[Region annotation items]
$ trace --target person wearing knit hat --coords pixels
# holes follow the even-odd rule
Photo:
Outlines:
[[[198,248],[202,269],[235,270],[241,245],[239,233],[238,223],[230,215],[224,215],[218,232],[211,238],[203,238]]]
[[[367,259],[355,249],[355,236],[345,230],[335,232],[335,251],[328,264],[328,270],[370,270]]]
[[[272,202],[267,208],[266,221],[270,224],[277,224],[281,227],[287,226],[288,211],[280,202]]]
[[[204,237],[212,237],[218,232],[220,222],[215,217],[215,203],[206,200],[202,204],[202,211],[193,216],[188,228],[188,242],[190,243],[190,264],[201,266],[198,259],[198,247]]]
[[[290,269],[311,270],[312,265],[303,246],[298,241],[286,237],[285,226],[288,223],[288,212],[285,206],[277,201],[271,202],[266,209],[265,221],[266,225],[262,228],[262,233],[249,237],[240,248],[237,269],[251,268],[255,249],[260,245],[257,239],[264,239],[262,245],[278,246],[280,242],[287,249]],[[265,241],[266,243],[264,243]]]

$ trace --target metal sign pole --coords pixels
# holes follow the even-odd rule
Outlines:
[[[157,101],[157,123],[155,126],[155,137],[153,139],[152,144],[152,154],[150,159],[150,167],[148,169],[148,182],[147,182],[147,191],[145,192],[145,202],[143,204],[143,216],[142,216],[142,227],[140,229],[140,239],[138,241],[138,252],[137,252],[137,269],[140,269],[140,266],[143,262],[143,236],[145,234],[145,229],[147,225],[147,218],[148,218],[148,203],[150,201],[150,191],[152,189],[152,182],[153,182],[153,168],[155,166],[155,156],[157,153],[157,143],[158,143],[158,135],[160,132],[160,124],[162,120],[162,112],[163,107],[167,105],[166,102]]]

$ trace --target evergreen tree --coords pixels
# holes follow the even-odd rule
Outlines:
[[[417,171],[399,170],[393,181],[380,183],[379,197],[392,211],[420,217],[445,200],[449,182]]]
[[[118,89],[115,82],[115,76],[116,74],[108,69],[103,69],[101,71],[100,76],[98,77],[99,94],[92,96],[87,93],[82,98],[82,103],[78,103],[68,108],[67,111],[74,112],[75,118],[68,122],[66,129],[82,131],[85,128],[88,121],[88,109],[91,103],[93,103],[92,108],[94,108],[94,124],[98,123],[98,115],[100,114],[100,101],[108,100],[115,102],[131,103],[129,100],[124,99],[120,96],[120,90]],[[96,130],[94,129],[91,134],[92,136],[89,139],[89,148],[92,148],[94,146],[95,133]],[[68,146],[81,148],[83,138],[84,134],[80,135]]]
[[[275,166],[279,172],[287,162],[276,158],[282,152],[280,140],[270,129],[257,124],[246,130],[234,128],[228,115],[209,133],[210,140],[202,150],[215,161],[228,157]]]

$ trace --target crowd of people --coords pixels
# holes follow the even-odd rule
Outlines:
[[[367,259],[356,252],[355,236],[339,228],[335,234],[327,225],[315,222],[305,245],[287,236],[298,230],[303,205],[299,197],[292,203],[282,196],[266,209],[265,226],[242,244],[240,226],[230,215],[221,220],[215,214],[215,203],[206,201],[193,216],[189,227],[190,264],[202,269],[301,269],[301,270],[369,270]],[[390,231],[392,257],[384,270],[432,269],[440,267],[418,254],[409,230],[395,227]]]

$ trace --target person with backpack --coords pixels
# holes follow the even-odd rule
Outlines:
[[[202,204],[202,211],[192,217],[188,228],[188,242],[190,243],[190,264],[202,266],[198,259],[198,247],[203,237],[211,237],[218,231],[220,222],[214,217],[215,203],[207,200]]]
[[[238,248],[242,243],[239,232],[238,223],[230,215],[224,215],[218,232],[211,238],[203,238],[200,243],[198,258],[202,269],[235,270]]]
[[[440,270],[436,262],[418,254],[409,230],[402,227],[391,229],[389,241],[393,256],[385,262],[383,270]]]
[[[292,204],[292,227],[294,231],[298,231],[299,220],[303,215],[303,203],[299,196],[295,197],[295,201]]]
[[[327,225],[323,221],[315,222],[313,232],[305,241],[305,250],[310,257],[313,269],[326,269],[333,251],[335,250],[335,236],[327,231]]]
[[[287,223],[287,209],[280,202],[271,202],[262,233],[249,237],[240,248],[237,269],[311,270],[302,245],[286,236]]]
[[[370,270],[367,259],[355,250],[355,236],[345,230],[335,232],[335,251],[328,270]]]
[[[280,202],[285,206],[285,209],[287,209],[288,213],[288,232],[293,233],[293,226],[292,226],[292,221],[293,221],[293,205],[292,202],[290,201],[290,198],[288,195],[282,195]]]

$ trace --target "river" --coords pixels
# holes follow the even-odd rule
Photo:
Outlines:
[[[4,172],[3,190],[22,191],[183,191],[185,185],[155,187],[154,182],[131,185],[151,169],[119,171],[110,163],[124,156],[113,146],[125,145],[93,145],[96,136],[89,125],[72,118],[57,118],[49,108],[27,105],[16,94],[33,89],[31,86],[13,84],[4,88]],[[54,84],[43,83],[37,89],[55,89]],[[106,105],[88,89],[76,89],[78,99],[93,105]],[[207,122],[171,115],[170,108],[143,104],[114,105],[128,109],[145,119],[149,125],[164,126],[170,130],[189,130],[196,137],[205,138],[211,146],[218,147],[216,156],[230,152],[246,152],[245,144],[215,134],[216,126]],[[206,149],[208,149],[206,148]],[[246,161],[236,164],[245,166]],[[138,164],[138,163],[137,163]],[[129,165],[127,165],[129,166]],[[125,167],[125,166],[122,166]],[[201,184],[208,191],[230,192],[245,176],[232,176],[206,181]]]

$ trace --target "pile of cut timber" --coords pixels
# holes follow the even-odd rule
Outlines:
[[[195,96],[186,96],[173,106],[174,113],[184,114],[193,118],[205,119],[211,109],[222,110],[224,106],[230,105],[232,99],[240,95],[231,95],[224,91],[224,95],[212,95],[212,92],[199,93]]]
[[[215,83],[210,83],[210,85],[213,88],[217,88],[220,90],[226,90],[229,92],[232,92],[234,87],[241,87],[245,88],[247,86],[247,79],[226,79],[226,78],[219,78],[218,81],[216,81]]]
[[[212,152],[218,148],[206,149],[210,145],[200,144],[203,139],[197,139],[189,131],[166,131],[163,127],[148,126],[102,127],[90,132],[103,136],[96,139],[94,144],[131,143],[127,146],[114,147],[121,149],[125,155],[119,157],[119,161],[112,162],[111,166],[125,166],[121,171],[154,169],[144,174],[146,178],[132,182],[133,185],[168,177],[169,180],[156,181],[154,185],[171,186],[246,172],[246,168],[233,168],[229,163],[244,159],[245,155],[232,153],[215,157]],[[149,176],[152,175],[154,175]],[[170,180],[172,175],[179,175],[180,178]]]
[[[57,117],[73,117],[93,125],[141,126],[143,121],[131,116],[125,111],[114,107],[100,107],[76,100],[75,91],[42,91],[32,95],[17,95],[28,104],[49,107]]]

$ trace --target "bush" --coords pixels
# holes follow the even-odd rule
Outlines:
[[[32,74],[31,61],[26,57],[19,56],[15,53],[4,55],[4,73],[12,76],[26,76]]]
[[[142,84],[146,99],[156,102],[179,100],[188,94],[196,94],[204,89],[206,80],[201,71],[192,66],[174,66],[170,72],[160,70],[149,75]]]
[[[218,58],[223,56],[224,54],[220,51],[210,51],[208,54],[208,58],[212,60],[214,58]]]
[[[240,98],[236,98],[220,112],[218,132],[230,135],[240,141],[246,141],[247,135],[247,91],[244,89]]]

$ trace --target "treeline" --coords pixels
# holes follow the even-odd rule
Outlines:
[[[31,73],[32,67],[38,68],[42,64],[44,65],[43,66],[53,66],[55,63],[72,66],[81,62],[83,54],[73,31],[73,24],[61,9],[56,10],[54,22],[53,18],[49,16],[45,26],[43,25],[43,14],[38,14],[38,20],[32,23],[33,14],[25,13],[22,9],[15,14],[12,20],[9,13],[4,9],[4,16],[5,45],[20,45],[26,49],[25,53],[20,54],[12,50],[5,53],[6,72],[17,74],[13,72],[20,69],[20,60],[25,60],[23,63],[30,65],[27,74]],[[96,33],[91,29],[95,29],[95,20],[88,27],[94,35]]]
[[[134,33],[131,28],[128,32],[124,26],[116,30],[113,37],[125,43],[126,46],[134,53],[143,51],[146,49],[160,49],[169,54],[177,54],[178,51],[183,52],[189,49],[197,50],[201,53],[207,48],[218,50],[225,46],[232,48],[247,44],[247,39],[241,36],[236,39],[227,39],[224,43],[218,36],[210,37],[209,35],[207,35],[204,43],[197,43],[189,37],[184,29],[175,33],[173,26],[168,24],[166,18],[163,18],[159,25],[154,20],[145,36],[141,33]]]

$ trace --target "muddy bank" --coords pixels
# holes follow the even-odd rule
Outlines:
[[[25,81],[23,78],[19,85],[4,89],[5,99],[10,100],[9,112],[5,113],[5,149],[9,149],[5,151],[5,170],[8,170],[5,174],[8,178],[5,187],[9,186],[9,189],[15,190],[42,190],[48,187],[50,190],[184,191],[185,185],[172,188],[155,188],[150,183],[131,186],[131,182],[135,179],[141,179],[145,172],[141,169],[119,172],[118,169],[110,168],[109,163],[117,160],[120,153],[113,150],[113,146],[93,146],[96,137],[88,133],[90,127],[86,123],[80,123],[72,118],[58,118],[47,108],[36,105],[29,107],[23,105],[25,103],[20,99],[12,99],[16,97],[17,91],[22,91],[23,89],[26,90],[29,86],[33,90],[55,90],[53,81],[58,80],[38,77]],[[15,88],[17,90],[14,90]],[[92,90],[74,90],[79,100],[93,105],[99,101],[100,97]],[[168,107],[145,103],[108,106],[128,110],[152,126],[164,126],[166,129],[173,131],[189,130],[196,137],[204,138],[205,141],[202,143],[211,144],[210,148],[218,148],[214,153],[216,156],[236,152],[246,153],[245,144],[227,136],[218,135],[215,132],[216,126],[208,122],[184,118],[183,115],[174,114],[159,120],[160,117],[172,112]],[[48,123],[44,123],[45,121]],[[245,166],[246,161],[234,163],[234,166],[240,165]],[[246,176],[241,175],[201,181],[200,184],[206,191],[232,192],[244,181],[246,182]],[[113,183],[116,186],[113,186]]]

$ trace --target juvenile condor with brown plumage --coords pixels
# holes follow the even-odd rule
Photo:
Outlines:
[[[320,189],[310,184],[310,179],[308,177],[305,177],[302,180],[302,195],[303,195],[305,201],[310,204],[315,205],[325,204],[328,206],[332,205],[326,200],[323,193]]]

EXERCISE INSTRUCTIONS:
Starting with the line that contains "plumage --coords pixels", write out each line through the end of the listing, exactly as it appears, and include nothing else.

RESULT FOR THIS EXERCISE:
$ trace --target juvenile condor with brown plumage --coords pixels
# holes follow the even-odd rule
Photo:
Outlines:
[[[320,189],[310,184],[310,179],[308,177],[305,177],[302,180],[302,195],[303,195],[305,201],[310,204],[315,205],[325,204],[328,206],[332,205],[326,200],[323,193]]]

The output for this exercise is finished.